In the passage on sign language and deaf education, what average reading age do international studies report for the average profoundly deaf child leaving school?

▶ Selected passage
BEGIN
The reason is its visual expressiveness. BSL makes use of hands, facial expressions and body language. The sign for “rain”, for example, is a downward flutter of the hands. For “I like the rain” a sort of smile is added to the hand movement; for “I dislike the rain” a sort of pucker of disgust. But there are many gradations in between and body language may also be used to express them.

Attempts have been made to depict all this graphically, but it has proved very difficult. So, before video, profoundly deaf people whose first language is BSL had little opportunity to access information and culture in their main language unless it was presented to them directly by a person using sign language.

Reading skills in English, a language which uses a totally different method of representation and has a very different structure, can be difficult for profoundly deaf people to acquire. International studies show that the average profoundly deaf child leaves school with an average reading age of nine. The approach adopted at the Royal School for the Deaf is bi-lingual: BSL and English are both used. The National Sign Language Video Centre will itself be bi-lingual; it will make available both books and their equivalent sign language video.
END
▶ Supplied information
BEGIN
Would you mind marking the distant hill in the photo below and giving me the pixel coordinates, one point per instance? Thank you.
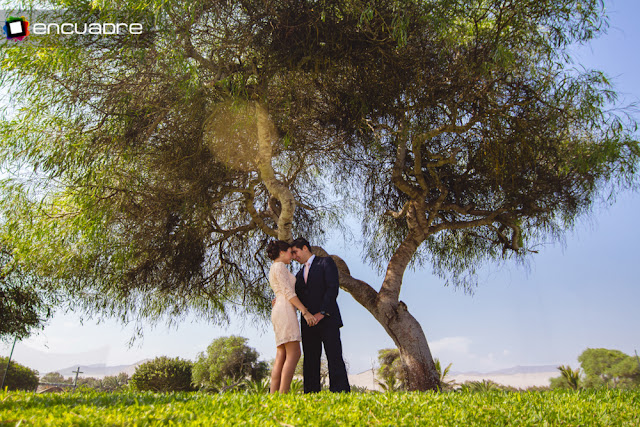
(99, 370)
(513, 371)
(519, 377)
END
▶ Finished answer
Nine.